What this task involves » Look through the data below. Collect every line where the word "before" occurs.
** Supplied data follows **
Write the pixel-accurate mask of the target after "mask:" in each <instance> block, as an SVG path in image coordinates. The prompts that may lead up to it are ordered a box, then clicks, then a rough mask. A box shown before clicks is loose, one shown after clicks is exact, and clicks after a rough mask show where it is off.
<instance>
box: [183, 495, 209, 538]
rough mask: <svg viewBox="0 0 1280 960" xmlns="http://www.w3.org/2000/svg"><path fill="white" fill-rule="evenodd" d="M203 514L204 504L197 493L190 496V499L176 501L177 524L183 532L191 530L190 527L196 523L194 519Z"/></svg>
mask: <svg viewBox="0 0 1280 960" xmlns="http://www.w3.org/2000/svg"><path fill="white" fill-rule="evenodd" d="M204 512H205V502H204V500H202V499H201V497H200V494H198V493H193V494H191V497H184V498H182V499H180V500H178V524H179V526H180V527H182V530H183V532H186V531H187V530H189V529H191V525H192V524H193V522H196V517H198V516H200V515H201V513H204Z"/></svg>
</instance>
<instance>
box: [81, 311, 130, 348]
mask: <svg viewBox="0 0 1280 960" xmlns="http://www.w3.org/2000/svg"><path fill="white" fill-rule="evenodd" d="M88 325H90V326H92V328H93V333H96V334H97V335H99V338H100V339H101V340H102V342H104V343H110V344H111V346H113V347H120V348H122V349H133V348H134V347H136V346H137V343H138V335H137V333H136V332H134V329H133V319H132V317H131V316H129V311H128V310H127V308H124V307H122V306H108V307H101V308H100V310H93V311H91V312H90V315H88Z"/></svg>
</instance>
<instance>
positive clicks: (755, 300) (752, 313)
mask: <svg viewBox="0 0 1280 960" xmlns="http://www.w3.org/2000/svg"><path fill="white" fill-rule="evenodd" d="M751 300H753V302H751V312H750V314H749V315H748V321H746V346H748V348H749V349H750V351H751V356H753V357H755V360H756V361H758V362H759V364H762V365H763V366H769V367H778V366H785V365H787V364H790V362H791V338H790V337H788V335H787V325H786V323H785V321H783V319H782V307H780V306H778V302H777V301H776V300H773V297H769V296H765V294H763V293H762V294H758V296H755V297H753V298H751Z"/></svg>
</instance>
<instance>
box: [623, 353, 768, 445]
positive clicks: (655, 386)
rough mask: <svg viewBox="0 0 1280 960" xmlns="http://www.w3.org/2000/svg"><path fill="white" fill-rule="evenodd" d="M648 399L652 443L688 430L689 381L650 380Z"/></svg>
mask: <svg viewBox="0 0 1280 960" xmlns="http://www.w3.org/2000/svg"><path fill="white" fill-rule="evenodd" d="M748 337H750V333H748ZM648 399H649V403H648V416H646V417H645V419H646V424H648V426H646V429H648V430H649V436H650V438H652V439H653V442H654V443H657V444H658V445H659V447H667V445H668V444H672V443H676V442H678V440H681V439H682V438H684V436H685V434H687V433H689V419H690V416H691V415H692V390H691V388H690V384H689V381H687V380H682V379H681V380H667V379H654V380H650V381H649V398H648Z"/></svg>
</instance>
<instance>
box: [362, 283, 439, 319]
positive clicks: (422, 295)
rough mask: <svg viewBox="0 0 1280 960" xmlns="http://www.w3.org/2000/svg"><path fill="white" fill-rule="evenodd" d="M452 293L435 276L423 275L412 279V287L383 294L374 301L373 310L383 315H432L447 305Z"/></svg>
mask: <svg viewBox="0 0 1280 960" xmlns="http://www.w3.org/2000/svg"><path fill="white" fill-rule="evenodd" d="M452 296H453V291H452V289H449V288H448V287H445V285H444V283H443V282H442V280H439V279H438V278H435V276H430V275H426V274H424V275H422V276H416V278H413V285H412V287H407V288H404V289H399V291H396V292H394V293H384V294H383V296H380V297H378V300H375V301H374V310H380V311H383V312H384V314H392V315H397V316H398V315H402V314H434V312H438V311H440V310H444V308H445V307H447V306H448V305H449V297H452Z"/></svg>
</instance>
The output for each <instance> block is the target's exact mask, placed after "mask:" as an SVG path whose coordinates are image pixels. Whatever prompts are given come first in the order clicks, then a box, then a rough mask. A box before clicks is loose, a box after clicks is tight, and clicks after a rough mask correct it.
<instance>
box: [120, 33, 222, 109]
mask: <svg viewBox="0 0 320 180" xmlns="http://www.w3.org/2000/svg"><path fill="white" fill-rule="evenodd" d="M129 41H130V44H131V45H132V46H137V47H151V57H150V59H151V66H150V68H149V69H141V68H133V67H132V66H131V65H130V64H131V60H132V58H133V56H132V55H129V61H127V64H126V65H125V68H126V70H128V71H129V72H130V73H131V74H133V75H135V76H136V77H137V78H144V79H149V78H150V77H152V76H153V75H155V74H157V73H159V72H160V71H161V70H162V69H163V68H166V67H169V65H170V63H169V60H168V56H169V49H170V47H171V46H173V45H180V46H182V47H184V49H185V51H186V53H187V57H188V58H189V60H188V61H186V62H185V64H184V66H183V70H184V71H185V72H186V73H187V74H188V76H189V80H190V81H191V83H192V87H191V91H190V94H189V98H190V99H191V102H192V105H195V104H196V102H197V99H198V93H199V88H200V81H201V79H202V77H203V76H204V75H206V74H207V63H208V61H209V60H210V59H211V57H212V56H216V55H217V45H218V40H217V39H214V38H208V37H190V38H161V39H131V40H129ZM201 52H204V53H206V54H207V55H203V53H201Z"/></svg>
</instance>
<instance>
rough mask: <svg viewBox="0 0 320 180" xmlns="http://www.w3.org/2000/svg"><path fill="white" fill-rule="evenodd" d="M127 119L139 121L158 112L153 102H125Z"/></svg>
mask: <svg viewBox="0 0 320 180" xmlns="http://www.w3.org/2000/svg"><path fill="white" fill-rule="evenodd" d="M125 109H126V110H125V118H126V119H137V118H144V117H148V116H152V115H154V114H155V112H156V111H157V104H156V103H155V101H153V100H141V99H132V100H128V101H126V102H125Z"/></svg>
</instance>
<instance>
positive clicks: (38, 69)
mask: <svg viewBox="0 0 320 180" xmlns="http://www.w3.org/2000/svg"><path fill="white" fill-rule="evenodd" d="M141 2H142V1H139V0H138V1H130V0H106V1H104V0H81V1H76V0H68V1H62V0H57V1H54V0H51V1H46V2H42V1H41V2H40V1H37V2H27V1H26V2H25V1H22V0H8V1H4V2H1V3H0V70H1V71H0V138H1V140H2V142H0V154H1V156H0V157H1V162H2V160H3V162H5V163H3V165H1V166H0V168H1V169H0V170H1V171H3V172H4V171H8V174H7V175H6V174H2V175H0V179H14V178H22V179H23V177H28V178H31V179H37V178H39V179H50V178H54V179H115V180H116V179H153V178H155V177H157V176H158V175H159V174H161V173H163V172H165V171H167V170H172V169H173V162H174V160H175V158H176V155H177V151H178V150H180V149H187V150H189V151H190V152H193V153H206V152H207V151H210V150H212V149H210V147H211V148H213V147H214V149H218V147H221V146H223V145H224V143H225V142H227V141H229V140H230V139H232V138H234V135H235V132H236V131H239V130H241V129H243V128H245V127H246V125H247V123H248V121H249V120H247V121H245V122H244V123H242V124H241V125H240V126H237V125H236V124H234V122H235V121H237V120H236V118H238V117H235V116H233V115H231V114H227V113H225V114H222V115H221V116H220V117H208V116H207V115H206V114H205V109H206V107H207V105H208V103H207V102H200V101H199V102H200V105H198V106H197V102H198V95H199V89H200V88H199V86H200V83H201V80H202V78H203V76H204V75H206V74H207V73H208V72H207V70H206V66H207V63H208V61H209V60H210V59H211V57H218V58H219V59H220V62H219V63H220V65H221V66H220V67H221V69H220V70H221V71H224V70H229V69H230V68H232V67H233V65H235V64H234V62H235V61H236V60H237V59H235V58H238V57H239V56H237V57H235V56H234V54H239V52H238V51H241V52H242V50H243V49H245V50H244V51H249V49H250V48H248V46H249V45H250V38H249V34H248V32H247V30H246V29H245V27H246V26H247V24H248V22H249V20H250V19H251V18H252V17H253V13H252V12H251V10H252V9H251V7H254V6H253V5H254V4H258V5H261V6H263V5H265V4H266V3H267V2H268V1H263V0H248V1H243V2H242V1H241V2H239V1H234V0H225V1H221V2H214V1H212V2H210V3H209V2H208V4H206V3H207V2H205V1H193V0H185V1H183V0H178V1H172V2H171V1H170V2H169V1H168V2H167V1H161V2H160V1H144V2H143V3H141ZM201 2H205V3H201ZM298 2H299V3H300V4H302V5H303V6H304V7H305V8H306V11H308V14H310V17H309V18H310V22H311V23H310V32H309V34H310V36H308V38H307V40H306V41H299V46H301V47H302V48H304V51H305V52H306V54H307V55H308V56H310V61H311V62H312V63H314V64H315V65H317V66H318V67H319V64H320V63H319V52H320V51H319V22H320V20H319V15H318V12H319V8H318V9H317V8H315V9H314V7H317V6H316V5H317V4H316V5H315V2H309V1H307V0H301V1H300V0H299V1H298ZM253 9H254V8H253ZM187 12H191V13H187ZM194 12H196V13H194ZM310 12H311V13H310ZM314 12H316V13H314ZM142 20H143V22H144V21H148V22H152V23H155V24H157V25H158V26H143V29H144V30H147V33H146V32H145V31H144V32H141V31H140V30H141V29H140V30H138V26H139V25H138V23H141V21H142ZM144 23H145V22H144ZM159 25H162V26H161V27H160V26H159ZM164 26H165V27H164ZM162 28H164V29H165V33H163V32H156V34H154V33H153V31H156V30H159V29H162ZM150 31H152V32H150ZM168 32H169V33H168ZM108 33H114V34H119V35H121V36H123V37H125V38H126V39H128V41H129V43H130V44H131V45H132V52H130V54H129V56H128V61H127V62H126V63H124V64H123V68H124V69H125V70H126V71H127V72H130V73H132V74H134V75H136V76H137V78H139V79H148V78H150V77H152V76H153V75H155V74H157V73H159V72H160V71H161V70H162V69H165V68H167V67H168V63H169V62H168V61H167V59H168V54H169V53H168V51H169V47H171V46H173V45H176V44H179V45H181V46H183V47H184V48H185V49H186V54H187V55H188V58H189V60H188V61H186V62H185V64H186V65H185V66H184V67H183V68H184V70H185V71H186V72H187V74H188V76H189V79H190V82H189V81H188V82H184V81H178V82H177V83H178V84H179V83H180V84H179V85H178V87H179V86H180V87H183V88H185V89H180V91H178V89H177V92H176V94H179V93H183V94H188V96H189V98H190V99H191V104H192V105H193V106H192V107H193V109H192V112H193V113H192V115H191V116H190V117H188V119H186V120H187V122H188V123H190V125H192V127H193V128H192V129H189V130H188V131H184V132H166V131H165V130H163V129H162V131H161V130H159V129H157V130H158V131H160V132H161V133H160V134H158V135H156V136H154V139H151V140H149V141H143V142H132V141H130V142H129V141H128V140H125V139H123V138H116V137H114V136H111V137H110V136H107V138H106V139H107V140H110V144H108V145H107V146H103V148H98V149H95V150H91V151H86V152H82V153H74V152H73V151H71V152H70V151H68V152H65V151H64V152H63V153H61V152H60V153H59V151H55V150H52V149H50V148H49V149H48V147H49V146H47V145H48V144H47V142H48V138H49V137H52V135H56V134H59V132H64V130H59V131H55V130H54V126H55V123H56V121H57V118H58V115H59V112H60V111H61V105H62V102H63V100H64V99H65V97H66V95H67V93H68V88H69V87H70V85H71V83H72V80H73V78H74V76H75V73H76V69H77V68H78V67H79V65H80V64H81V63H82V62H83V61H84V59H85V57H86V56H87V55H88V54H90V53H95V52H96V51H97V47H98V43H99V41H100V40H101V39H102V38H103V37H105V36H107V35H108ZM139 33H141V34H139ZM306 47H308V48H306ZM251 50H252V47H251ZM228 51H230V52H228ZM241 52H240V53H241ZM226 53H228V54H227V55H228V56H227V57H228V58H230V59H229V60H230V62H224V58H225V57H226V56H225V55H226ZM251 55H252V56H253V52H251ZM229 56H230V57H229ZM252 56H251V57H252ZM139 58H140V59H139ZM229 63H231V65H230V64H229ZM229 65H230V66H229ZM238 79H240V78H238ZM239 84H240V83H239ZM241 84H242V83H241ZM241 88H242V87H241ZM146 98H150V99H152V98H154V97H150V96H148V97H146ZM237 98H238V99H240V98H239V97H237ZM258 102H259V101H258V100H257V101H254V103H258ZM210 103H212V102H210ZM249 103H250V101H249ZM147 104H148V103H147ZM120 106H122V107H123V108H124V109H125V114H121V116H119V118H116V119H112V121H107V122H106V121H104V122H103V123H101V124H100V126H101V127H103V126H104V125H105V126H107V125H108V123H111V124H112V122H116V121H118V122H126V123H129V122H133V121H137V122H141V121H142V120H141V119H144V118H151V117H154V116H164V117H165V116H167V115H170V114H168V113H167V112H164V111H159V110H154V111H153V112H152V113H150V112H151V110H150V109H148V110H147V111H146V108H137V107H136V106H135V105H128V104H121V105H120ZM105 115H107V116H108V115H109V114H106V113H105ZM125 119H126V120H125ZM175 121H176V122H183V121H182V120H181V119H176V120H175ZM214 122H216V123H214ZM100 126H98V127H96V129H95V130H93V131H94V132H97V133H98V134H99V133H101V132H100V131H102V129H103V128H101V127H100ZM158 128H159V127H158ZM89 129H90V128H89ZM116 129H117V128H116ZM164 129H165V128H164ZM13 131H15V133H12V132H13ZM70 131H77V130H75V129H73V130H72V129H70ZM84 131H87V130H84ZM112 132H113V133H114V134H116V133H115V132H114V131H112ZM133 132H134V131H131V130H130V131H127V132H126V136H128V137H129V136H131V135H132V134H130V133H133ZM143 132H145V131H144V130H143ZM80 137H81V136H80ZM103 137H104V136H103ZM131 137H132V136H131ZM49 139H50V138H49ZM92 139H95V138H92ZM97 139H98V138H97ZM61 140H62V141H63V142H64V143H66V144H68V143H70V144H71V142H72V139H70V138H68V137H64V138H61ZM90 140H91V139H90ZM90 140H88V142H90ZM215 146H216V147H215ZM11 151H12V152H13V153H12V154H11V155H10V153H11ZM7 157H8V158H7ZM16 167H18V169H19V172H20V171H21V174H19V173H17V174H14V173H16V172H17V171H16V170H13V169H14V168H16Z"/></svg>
** End of Supplied data **
Reply to the task »
Write the pixel-accurate mask of the target after "mask:" in each <instance> block, as an SVG path in image coordinates. The prompts that may lead up to it are ordered a box, then clicks, then a rough mask. A box shown before clicks is loose, one shown after clicks is exact, and clicks after a rough mask show where it is off.
The output for each <instance> block is the target's exact mask, placed after "mask:" as an SVG path whose coordinates are image pixels. Whatever prompts are given come first in the order clicks, then a box, then a rough mask. A box before clicks is loose, a box after clicks is tight, and clicks after a rough mask correct it.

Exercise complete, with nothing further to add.